• What you will do
Output exactly the line containing "Query: moored boat" and each line after it through the last line of the records, and nothing else.
[Records for the task]
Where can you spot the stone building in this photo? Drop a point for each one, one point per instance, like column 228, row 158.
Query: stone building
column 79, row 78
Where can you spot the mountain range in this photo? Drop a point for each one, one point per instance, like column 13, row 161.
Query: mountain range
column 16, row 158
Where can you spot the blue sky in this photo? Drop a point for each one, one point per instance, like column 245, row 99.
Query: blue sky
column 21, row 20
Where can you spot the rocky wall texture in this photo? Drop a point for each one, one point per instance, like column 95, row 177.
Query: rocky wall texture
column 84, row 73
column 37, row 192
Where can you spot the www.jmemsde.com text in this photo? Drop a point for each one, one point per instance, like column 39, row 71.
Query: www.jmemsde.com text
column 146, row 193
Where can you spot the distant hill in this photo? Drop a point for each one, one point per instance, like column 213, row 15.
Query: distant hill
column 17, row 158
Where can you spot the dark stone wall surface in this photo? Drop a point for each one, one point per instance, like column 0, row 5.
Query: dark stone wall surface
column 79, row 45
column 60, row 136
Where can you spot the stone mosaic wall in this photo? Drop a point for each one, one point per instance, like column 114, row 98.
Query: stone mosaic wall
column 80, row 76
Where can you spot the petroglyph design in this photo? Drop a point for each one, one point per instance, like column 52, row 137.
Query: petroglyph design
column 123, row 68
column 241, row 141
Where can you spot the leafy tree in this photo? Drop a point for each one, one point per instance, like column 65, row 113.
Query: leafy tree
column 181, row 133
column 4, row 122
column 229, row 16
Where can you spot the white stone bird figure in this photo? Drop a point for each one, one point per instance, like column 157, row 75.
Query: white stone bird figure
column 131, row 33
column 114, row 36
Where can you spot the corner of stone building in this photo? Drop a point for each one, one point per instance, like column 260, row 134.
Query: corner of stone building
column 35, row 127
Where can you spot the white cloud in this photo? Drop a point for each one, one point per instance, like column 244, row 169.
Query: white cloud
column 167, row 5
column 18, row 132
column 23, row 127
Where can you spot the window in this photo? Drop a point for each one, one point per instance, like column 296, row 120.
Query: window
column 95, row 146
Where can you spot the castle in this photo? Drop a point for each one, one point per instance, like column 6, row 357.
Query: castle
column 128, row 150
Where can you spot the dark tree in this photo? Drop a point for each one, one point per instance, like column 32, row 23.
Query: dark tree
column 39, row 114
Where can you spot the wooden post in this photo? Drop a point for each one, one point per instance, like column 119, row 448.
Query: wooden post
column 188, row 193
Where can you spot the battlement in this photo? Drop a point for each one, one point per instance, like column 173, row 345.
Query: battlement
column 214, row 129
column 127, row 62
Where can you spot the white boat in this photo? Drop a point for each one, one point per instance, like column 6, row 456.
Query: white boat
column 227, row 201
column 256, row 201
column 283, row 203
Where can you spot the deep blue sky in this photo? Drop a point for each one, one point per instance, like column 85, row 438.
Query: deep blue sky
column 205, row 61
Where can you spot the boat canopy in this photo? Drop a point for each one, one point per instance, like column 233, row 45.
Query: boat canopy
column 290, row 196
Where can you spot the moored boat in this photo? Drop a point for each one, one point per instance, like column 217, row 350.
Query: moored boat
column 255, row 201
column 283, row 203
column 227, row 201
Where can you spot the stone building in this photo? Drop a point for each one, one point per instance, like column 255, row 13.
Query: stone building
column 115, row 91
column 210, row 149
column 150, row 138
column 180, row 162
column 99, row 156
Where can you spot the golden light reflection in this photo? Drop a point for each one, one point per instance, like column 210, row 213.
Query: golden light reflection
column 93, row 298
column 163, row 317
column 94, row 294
[/Records for the task]
• Final answer
Query: moored boat
column 255, row 201
column 283, row 203
column 227, row 201
Where can you spot the stone building in this photo? Drop a point for each one, one point per instance, like column 255, row 13.
Query: stone building
column 115, row 91
column 210, row 149
column 150, row 138
column 180, row 162
column 99, row 156
Where can you spot the golden light reflection in this photo? Drop a point for each one, one point per instance, like column 210, row 213.
Query: golden light reflection
column 93, row 298
column 163, row 317
column 94, row 294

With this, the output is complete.